■ **Supplied passage**:
This project is a demo on how to write, compile, export, and run a spark word count job via spark scala with a docker container. In this version of WordCount, the goal is to learn the distribution of letters in the most popular words in a file.
Install docker
On linux:
STEP 1)
$ cd spark-scala-word-count
STEP 2) docker build
$ docker build . -t spark_env
STEP 3) ONE COMMAND : run the docker env and sbt compile and sbt run and assembly once
$ docker run --mount \
type=bind,\
source="$(pwd)"/.,\
target=/spark-word-count \
-i -t spark_env \
/bin/bash -c "cd ../spark-word-count && sbt clean compile && sbt run && sbt assembly && spark-submit /spark-word-count/target/scala-2.11/spark-scala-word-count-assembly-1.0.jar"
For windows: Open project folder in the cmd and run:
$ docker build . -t spark_env
$ docker run --mount \
type=bind,\
source="$(pwd)"/.,\
target=/spark-word-count \
-i -t spark_env \
/bin/bash -c "cd ../spark-word-count && sbt clean compile && sbt run && sbt assembly && spark-submit /spark-word-count/target/scala-2.11/spark-scala-word-count-assembly-1.0.jar"

■ **Extracted data**:
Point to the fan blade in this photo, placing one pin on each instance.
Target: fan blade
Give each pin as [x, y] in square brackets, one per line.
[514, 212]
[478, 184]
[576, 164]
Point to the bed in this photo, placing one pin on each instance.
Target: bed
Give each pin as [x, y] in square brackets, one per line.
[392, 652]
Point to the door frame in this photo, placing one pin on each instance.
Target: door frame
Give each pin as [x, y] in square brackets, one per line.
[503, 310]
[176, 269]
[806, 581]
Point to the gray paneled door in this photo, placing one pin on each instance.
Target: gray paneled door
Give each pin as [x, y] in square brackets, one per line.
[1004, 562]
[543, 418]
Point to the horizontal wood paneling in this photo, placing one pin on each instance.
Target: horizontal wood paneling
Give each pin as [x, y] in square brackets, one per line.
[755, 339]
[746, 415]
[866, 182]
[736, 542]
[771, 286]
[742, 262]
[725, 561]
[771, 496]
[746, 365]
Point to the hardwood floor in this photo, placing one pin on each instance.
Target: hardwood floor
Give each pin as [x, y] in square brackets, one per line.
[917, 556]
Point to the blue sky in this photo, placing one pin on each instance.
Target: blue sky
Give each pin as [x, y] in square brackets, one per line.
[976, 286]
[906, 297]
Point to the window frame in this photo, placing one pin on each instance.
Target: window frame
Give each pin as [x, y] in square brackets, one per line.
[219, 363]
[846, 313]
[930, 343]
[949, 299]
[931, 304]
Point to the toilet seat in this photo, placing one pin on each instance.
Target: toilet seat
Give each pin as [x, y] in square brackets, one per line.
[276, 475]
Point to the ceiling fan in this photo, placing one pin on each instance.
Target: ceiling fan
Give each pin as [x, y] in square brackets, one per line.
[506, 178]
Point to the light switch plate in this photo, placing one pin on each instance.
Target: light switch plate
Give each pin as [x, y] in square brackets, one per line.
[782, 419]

==

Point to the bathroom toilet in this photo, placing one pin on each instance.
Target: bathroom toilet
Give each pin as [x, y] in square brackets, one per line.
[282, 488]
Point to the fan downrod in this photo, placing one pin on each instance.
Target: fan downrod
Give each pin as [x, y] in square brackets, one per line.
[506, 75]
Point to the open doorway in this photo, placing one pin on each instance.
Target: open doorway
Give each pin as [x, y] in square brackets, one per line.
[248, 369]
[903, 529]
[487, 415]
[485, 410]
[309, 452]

■ **What to work on**: Reproduce the Spark word count setup instructions in full, character for character. Work only from the text itself.

■ **Solution below**:
This project is a demo on how to write, compile, export, and run a spark word count job via spark scala with a docker container. In this version of WordCount, the goal is to learn the distribution of letters in the most popular words in a file.
Install docker
On linux:
STEP 1)
$ cd spark-scala-word-count
STEP 2) docker build
$ docker build . -t spark_env
STEP 3) ONE COMMAND : run the docker env and sbt compile and sbt run and assembly once
$ docker run --mount \
type=bind,\
source="$(pwd)"/.,\
target=/spark-word-count \
-i -t spark_env \
/bin/bash -c "cd ../spark-word-count && sbt clean compile && sbt run && sbt assembly && spark-submit /spark-word-count/target/scala-2.11/spark-scala-word-count-assembly-1.0.jar"
For windows: Open project folder in the cmd and run:
$ docker build . -t spark_env
$ docker run --mount \
type=bind,\
source="$(pwd)"/.,\
target=/spark-word-count \
-i -t spark_env \
/bin/bash -c "cd ../spark-word-count && sbt clean compile && sbt run && sbt assembly && spark-submit /spark-word-count/target/scala-2.11/spark-scala-word-count-assembly-1.0.jar"